▶ [Goal A]
Count how many lines in the rows below contain the string "feather", matching case exactly, and reply with only that number.

▶ [Provided passage]
■ ■ ■ ■ ■
Photo courtesy of http://www.larkchamberartists.com/graphics/Ken-Cooper.jpg
By Barry Plaxen
For the first concert of the Chamber Music at St. Andrew’s yearly series, world renowned keyboardist, conductor and musicologist, Kenneth Cooper, returned to South Fallsburg for his fourth appearance in this free series. Cooper is one of the world’s leading specialists in baroque music and is known for his improvisations and ornamentations.
Originally planning on performing Bach’s Goldberg Variations, Cooper changed his mind and performed “Bach and Scarlatti: The Spirit of Enlightenment.”
The thrust of the program was on the subject of baroque ornamentation. Cooper paraphrased a quote of Bach’s: “It is certain that the manner of singing or playing the addition of ornaments is almost everywhere valued and considered desirable … and can please the ear only if it is applied to the right places. But only the fewest have sufficient knowledge to do so. Therefore every composer …i s entitled to set the wanderers back on the right path.”
■ ■ ■ ■ ■
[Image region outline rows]
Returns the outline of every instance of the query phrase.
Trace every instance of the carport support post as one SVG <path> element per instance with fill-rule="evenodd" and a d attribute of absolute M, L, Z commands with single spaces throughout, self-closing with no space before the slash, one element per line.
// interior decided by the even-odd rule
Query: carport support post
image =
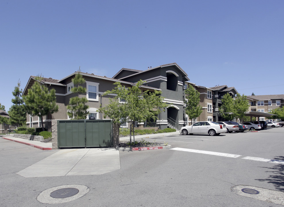
<path fill-rule="evenodd" d="M 52 136 L 52 149 L 58 150 L 57 142 L 57 120 L 51 120 L 51 135 Z"/>

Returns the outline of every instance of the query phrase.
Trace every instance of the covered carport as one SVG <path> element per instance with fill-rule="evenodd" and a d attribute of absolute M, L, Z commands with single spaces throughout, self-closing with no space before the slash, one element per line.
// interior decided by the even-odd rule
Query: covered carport
<path fill-rule="evenodd" d="M 253 117 L 257 117 L 258 120 L 260 117 L 270 117 L 273 116 L 276 116 L 275 114 L 260 112 L 245 112 L 245 115 L 250 117 L 250 121 L 252 121 Z"/>

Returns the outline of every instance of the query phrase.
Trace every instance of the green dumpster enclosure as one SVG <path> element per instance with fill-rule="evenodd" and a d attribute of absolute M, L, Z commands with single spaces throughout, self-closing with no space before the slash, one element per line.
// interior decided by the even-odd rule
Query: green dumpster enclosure
<path fill-rule="evenodd" d="M 112 146 L 111 120 L 58 120 L 57 128 L 59 148 Z"/>

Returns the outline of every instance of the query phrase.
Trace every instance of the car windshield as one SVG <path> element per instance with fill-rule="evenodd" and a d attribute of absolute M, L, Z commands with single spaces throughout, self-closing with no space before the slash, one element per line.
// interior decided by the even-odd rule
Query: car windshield
<path fill-rule="evenodd" d="M 213 124 L 218 124 L 218 125 L 219 125 L 219 124 L 218 124 L 218 123 L 216 123 L 216 122 L 211 122 L 211 123 L 213 123 Z"/>

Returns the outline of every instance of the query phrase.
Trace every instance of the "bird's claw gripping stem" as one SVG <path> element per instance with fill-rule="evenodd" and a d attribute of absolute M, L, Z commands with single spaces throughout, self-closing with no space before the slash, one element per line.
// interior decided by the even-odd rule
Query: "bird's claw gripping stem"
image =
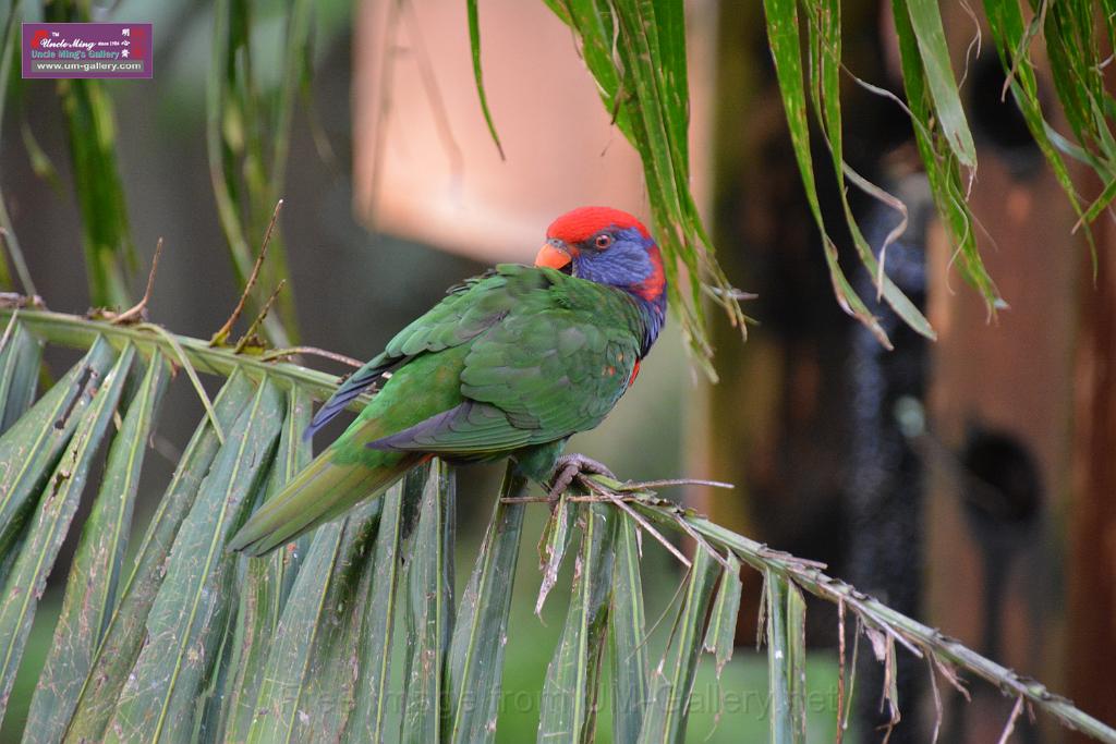
<path fill-rule="evenodd" d="M 547 491 L 547 502 L 550 504 L 551 512 L 557 508 L 558 500 L 561 497 L 562 492 L 569 487 L 570 483 L 586 473 L 605 475 L 610 479 L 616 477 L 605 465 L 585 455 L 574 453 L 562 455 L 558 458 L 555 463 L 554 475 L 550 479 L 550 490 Z"/>

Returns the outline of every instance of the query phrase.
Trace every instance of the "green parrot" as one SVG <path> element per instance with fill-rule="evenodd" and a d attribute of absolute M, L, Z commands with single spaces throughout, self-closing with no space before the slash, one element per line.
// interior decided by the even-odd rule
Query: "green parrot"
<path fill-rule="evenodd" d="M 607 472 L 562 450 L 635 381 L 665 313 L 662 255 L 638 220 L 600 206 L 564 214 L 535 265 L 499 264 L 450 289 L 354 373 L 306 436 L 359 394 L 374 393 L 371 403 L 230 548 L 275 550 L 433 456 L 511 457 L 551 495 L 579 471 Z"/>

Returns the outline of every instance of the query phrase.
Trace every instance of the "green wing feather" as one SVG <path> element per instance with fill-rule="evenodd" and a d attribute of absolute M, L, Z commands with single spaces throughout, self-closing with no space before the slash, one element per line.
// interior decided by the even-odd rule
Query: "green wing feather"
<path fill-rule="evenodd" d="M 627 388 L 641 323 L 624 292 L 551 269 L 502 264 L 451 290 L 326 403 L 328 421 L 382 383 L 230 547 L 268 552 L 379 495 L 429 455 L 508 455 L 595 427 Z"/>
■ ■ ■ ■ ■
▶ [Goal B]
Copy the stretch of the concert review from "Photo courtesy of" through "improvisations and ornamentations." word for word.

▶ [Task result A]
2

▶ [Task result B]
Photo courtesy of http://www.larkchamberartists.com/graphics/Ken-Cooper.jpg
By Barry Plaxen
For the first concert of the Chamber Music at St. Andrew’s yearly series, world renowned keyboardist, conductor and musicologist, Kenneth Cooper, returned to South Fallsburg for his fourth appearance in this free series. Cooper is one of the world’s leading specialists in baroque music and is known for his improvisations and ornamentations.